- _Page text_:
▶

# Test

## Loading Dataset

In [1]:
# load the dataset and tokenizer
from datasets import load_dataset
from transformers import AutoTokenizer, DataCollatorWithPadding

# for train and val
raw_datasets = load_dataset("glue", "mnli")

## Load saved model

In [2]:
from transformers import AutoModelForSequenceClassification, AutoTokenizer

# Define the path to your saved model
output_dir = "C:/Users/steve/HuggingFace Models/BERT_MNLI_model"

# Load the model and tokenizer
model = AutoModelForSequenceClassification.from_pretrained(output_dir)
tokenizer = AutoTokenizer.from_pretrained(output_dir)

## Tokenize

In [3]:
# tokenize the dataset
def tokenize_function(example):
    return tokenizer(example["premise"], example["hypothesis"], truncation=True)
# batch processing
tokenized_datasets = raw_datasets.map(tokenize_function, batched=True)

In [6]:
# post-processing to prepare for dataloader
tokenized_datasets = tokenized_datasets.remove_columns(["label", "premise", "hypothesis", "idx"])
tokenized_datasets.set_format("torch") # Pytorch tensors

In [7]:
print(tokenized_datasets["test_matched"].column_names)
print(tokenized_datasets["test_mismatched"].column_names)

['input_ids', 'token_type_ids', 'attention_mask']
['input_ids', 'token_type_ids', 'attention_mask']


## Data Loader

In [8]:
from torch.utils.data import DataLoader
from datasets import concatenate_datasets

# For dynamic padding
data_collator = DataCollatorWithPadding(tokenizer=tokenizer)

# Prepare test data in batch size of 8
test_matched_dataloader = DataLoader(
    tokenized_datasets["test_matched"], batch_size=8, collate_fn=data_collator
)

test_mismatched_dataloader = DataLoader(
    tokenized_datasets["test_mismatched"], batch_size=8, collate_fn=data_collator
)

## Move model to GPU

In [9]:
# Move model to GPU if avail or CPU
import torch

device = torch.device("cuda") if torch.cuda.is_available() else torch.device("cpu")

◀

Point annotation records:
▶

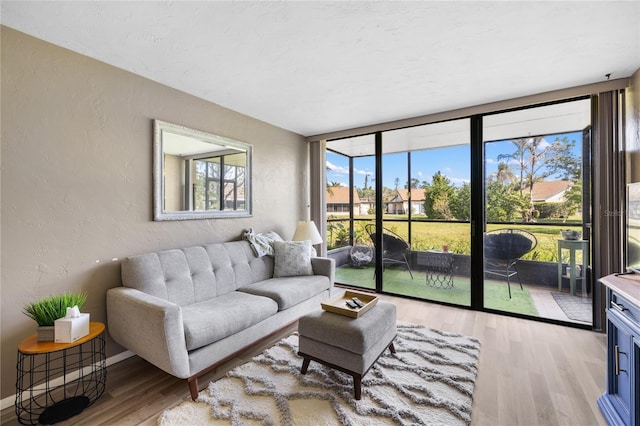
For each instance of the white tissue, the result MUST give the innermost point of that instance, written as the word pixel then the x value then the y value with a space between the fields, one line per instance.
pixel 73 312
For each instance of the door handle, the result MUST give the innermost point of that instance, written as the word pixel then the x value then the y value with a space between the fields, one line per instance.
pixel 618 306
pixel 617 360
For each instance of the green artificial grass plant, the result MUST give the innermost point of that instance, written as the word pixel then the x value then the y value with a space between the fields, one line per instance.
pixel 48 309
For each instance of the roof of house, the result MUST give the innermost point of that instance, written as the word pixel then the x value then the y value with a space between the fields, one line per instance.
pixel 546 189
pixel 340 194
pixel 416 194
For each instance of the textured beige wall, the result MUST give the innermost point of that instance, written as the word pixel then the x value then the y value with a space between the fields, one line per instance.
pixel 632 129
pixel 77 178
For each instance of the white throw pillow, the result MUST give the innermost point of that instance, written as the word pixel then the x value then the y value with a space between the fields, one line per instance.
pixel 292 258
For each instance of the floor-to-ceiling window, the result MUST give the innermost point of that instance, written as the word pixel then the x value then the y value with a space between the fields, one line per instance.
pixel 536 241
pixel 413 186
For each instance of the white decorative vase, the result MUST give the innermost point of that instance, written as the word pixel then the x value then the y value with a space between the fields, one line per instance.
pixel 46 333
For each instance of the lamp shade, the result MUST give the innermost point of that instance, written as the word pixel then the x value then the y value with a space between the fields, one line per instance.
pixel 307 230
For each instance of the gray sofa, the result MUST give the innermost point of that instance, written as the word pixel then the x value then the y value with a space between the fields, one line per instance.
pixel 188 310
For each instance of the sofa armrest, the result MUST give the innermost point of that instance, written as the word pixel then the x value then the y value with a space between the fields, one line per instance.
pixel 150 327
pixel 324 266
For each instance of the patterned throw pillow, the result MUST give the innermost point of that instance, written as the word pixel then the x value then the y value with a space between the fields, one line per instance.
pixel 292 258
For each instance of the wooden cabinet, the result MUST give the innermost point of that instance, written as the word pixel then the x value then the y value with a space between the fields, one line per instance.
pixel 619 404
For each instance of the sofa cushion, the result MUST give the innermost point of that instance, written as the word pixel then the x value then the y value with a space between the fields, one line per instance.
pixel 214 319
pixel 292 258
pixel 289 291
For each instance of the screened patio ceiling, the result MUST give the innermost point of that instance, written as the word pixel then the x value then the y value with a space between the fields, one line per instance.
pixel 548 119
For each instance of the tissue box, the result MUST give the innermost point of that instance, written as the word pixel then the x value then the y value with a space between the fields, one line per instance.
pixel 68 330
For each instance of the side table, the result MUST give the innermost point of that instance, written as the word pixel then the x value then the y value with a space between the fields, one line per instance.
pixel 59 380
pixel 572 246
pixel 439 267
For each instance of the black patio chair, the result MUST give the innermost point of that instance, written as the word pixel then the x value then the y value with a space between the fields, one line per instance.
pixel 394 248
pixel 502 250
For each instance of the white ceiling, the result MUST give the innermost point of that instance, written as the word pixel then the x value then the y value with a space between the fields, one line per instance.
pixel 314 67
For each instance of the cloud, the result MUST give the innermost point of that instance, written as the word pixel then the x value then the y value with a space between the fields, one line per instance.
pixel 337 169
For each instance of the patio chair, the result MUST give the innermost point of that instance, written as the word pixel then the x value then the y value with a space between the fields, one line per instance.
pixel 361 255
pixel 394 248
pixel 502 250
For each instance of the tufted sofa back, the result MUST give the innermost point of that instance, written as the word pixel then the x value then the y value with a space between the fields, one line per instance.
pixel 193 274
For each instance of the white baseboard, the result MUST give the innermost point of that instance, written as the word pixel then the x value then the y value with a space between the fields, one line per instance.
pixel 11 400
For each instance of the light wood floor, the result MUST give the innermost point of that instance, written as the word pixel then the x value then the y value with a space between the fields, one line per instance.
pixel 530 373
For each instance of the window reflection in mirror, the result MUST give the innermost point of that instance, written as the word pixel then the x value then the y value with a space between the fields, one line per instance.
pixel 199 175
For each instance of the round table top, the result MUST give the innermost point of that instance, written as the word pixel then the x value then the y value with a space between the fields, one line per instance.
pixel 30 345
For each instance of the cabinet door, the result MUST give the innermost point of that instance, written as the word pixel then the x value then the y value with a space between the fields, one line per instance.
pixel 619 365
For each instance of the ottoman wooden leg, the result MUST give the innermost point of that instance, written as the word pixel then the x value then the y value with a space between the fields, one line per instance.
pixel 357 386
pixel 305 365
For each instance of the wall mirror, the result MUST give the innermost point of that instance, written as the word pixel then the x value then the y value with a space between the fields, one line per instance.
pixel 199 175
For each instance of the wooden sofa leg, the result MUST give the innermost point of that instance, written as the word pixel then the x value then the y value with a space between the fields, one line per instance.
pixel 193 387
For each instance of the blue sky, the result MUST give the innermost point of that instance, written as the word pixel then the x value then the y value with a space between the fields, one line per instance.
pixel 453 162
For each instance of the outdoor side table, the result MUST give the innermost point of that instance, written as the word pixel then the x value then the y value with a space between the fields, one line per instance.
pixel 572 273
pixel 58 380
pixel 439 267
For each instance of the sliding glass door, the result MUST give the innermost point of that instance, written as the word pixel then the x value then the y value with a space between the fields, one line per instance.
pixel 536 239
pixel 490 212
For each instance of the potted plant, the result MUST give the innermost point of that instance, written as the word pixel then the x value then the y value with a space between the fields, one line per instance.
pixel 48 309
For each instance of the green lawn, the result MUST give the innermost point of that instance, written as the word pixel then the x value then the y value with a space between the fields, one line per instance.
pixel 433 235
pixel 398 281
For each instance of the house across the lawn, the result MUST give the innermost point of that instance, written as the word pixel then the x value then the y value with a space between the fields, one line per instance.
pixel 400 203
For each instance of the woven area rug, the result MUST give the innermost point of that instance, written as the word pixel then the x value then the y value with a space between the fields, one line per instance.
pixel 574 307
pixel 429 380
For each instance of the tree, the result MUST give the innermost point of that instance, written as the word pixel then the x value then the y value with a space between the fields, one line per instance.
pixel 504 174
pixel 461 203
pixel 437 197
pixel 413 184
pixel 502 203
pixel 535 160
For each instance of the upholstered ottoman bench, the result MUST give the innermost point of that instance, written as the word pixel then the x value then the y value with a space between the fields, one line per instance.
pixel 351 345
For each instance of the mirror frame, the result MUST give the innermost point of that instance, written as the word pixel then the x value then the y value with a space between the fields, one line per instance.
pixel 158 182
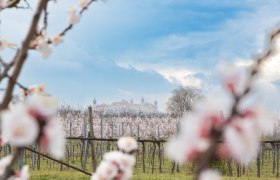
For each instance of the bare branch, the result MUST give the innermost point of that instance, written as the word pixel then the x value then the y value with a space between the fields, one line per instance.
pixel 216 134
pixel 22 54
pixel 80 13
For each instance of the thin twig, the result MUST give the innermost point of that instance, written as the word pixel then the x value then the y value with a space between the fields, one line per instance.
pixel 216 134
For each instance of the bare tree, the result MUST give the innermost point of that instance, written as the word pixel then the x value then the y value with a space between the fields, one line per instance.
pixel 182 100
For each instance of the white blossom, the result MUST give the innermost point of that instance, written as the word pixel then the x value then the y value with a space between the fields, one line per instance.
pixel 22 175
pixel 18 126
pixel 42 105
pixel 106 170
pixel 4 162
pixel 73 16
pixel 242 139
pixel 3 4
pixel 209 175
pixel 83 3
pixel 127 144
pixel 56 39
pixel 41 44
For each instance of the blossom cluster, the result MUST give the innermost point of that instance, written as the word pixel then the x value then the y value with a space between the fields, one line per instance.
pixel 212 120
pixel 23 174
pixel 117 164
pixel 34 120
pixel 42 43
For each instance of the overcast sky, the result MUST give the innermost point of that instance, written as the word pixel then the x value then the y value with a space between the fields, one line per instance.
pixel 124 49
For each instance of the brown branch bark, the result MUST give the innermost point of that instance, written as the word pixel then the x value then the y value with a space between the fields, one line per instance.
pixel 21 55
pixel 217 134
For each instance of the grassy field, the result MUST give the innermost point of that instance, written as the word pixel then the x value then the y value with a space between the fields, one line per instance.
pixel 47 169
pixel 71 175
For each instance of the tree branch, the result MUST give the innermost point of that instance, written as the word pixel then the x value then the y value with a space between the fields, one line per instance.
pixel 22 54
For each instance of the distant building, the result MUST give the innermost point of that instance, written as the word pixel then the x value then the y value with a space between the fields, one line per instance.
pixel 126 108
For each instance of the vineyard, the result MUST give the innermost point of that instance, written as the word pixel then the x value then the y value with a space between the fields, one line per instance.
pixel 83 152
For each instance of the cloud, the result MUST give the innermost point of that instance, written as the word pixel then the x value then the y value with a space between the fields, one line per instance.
pixel 179 57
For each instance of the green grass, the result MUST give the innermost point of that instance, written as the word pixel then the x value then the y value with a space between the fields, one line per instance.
pixel 51 170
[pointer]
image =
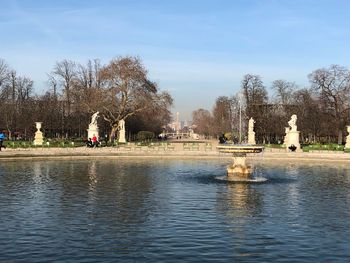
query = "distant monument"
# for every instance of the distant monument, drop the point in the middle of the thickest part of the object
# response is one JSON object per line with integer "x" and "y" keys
{"x": 122, "y": 131}
{"x": 292, "y": 135}
{"x": 251, "y": 133}
{"x": 93, "y": 128}
{"x": 347, "y": 144}
{"x": 38, "y": 138}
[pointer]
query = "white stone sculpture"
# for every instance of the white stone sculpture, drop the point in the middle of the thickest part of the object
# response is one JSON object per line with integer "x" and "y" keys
{"x": 122, "y": 131}
{"x": 38, "y": 138}
{"x": 93, "y": 127}
{"x": 94, "y": 118}
{"x": 285, "y": 141}
{"x": 292, "y": 135}
{"x": 293, "y": 123}
{"x": 251, "y": 133}
{"x": 347, "y": 144}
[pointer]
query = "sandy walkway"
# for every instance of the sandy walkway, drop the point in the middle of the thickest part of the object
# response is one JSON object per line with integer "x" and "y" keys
{"x": 177, "y": 152}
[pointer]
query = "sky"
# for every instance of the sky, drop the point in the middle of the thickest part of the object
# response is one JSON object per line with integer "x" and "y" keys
{"x": 197, "y": 50}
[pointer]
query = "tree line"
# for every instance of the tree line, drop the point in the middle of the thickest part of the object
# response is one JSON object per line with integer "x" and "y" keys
{"x": 323, "y": 108}
{"x": 120, "y": 89}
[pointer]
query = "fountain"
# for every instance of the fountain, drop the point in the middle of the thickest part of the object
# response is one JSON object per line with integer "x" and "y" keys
{"x": 239, "y": 171}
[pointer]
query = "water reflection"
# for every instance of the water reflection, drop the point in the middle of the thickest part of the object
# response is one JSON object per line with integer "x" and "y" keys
{"x": 171, "y": 210}
{"x": 241, "y": 202}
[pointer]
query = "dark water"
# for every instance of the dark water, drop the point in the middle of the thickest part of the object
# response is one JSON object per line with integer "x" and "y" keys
{"x": 171, "y": 211}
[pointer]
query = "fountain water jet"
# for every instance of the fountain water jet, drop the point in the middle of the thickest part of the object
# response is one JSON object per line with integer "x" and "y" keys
{"x": 239, "y": 171}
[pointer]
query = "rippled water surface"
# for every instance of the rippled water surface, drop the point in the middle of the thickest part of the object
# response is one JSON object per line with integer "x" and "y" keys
{"x": 172, "y": 211}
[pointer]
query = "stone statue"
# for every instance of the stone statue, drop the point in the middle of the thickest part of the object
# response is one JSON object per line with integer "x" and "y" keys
{"x": 291, "y": 139}
{"x": 38, "y": 138}
{"x": 93, "y": 128}
{"x": 251, "y": 125}
{"x": 347, "y": 143}
{"x": 251, "y": 133}
{"x": 292, "y": 123}
{"x": 94, "y": 118}
{"x": 122, "y": 131}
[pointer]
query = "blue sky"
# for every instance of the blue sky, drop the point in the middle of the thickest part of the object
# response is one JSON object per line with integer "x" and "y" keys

◀

- _The tasks_:
(a) List every section heading that appears beneath the notebook's "Test" title.
(b) Extract everything in the notebook from "# Define the" down to "tokenizer = AutoTokenizer.from_pretrained(output_dir)".
Rely only on the notebook to answer.

- _Task responses_:
(a)
Loading Dataset
Load saved model
Tokenize
Data Loader
Move model to GPU

(b)
# Define the path to your saved model
output_dir = "C:/Users/steve/HuggingFace Models/BERT_MNLI_model"

# Load the model and tokenizer
model = AutoModelForSequenceClassification.from_pretrained(output_dir)
tokenizer = AutoTokenizer.from_pretrained(output_dir)